Nothing in the records should change; write them all out exactly.

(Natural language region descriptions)
◇ ◇ ◇ ◇ ◇

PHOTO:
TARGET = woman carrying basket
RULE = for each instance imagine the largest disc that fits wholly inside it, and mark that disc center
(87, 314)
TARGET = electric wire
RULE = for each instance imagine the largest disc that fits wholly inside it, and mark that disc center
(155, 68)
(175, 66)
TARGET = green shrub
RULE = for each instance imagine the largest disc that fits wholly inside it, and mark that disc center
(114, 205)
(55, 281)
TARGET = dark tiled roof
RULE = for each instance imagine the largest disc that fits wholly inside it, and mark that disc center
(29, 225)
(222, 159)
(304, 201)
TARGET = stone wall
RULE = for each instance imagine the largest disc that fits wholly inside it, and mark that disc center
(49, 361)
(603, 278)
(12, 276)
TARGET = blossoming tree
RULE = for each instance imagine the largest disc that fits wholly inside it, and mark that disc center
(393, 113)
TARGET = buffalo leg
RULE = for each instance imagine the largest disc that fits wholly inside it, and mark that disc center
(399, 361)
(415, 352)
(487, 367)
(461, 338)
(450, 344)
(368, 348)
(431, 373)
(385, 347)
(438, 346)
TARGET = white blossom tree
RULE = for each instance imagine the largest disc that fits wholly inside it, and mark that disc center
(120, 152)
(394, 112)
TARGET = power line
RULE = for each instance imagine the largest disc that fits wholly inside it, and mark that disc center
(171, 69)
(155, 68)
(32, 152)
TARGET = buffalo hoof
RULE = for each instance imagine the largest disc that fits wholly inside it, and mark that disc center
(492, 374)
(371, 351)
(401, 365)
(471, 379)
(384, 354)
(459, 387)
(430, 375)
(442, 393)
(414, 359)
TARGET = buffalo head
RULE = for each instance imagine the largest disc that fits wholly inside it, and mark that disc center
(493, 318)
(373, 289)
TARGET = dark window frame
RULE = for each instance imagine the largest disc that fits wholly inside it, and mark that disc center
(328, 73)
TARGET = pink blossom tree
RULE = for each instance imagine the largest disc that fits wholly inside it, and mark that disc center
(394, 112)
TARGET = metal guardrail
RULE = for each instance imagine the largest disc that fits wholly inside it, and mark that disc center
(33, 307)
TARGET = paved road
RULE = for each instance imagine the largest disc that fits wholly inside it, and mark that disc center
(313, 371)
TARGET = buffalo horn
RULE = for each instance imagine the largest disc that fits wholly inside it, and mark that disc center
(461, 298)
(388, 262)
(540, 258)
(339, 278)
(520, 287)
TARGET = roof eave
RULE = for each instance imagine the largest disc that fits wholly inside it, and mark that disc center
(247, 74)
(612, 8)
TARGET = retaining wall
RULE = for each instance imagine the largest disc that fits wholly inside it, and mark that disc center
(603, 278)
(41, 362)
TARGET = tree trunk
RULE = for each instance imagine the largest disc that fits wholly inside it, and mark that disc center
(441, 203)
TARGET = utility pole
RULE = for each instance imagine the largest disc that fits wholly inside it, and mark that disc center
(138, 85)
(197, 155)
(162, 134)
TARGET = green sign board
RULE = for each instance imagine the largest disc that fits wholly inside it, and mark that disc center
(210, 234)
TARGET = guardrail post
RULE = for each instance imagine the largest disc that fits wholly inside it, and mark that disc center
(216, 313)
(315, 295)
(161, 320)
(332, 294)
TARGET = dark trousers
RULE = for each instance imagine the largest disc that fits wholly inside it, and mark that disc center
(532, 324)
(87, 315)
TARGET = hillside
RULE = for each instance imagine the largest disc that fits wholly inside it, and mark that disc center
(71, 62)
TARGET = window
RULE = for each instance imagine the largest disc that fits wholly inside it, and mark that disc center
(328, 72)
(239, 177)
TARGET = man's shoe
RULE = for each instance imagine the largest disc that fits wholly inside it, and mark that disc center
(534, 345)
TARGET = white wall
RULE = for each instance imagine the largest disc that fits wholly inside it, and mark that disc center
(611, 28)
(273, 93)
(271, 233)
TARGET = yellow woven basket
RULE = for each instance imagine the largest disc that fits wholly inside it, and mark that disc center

◇ ◇ ◇ ◇ ◇

Response box:
PHOTO:
TARGET = woman carrying basket
RULE = for each instance imagine the largest disc that fits wholly inside it, and mark that disc center
(87, 314)
TARGET = electric wire
RULE = for each instance imagine the largest disc that fits wholly inside it, and mark that disc center
(155, 68)
(175, 66)
TARGET = green shrub
RULE = for each instance imagine the largest disc that fits wholly inside it, and mark that disc center
(114, 205)
(55, 281)
TARGET = dark tiled roof
RULE = for each instance imagine the largest disc that fits wholly inside it, and mark that disc center
(29, 225)
(222, 159)
(304, 201)
TARGET = stone wall
RULE = for each instance imagine the largest disc that fits wholly inside it, and mark that disc center
(49, 361)
(603, 278)
(12, 276)
TARGET = blossoming tree
RULE = for each instance imagine the largest disc that fits wholly inside it, and mark that disc center
(393, 113)
TARGET = buffalo leg
RULE = for each instance imagine the largest disc that fits wholly inside it, and mark that disc center
(399, 361)
(415, 352)
(487, 367)
(461, 338)
(450, 344)
(368, 348)
(431, 373)
(385, 347)
(438, 346)
TARGET = white blossom tree
RULE = for each instance imagine the largest disc that fits wholly inside it, and mark that disc center
(120, 152)
(394, 112)
TARGET = power line
RULE = for each instance imagine the largest disc that fits wholly inside it, and mark that disc center
(171, 69)
(155, 68)
(32, 152)
TARGET = buffalo hoof
RULE = for each instance imagine the largest disc that fits wholly inside it, and mark that disc center
(492, 374)
(371, 351)
(401, 365)
(471, 379)
(384, 354)
(459, 387)
(430, 375)
(442, 393)
(414, 359)
TARGET = buffalo head
RULE = for each instance imagine the largest disc that fits wholly inside it, and mark that disc center
(493, 318)
(373, 289)
TARGET = dark window frame
RULE = for each instance imagine the largest disc that fits wholly inside it, and mark that disc center
(328, 73)
TARGET = pink blossom tree
RULE = for each instance imagine the largest disc that fits wholly inside it, and mark that disc center
(394, 112)
TARGET = metal guardrail
RULE = for each instance imagine the largest disc that fits wholly inside it, and mark that disc center
(33, 307)
TARGET = paved road
RULE = for each instance imagine the largest disc that fits wholly inside it, and mark that disc center
(313, 371)
TARGET = buffalo horn
RULE = for each instance imagine the largest disc that fits wholly inside it, and mark that disc center
(461, 298)
(388, 262)
(540, 258)
(339, 278)
(520, 287)
TARGET = roof eave
RULE = for each instance imagine the largest disc that fits wholly inside it, and mark that disc center
(247, 74)
(612, 8)
TARGET = retaining wall
RULE = for each instance imagine the largest disc that fits wholly inside it, and mark that disc center
(603, 278)
(41, 362)
TARGET = tree trunk
RULE = for each instance imagine the largest disc that fits wholly inside it, and mark that disc center
(441, 203)
TARGET = utility pole
RULE = for each instance imagine the largest disc that fits wholly inside it, and mark that disc center
(138, 85)
(197, 155)
(162, 134)
TARGET = green sign board
RULE = for each instance imagine the largest disc that fits wholly inside it, and mark that disc center
(210, 234)
TARGET = guardrail post
RULE = for each instance imagine the largest disc that fits wholly inside it, and mark that disc center
(216, 313)
(315, 295)
(161, 320)
(332, 294)
TARGET = dark trousers
RULE = for each instance imagine the largest disc that fits wholly inside it, and mark that disc center
(532, 324)
(87, 315)
TARGET = hillside
RULE = for each instance imagine the largest disc that fits wholly inside it, and mark that disc center
(71, 62)
TARGET = window
RULE = for each instance imagine the largest disc that fits wholly inside it, and mark that disc center
(328, 72)
(239, 177)
TARGET = man's shoe
RULE = for each instance imagine the largest disc that fits wholly inside it, and mark that disc center
(534, 345)
TARGET = white wall
RULE = for each instance imagine the largest disc that fits wholly inside it, and mark that disc center
(611, 28)
(273, 93)
(271, 233)
TARGET = yellow woven basket
RULE = for each instance imagine the largest disc that fits wholly inside it, and mark that disc center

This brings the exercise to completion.